##### Records for the task #####

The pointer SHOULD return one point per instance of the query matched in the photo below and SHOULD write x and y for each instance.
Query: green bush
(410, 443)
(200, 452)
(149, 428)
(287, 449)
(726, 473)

#####

**What the task requires**: All of the entries above should be written out again exactly.

**Your solution**:
The pointer SHOULD return one point per instance of the query matched in the photo below and SHOULD write x and y for each instance.
Query: green bush
(410, 443)
(200, 452)
(149, 428)
(287, 449)
(726, 473)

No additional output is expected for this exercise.